[Task prompt]:
The answer should contain every entry below, copied exactly.

(Dataset entries)
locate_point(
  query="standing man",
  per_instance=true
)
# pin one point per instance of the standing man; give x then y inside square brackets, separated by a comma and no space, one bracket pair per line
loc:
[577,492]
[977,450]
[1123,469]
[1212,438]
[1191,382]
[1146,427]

[Solution for this problem]:
locate_point(
  query="standing man",
  per_instance=true
)
# pin one point per instance of the standing man; give x then y inside square brackets, separated by a comma and no space, one bracket pair per line
loc:
[577,492]
[977,450]
[1123,469]
[1212,438]
[1191,382]
[1146,427]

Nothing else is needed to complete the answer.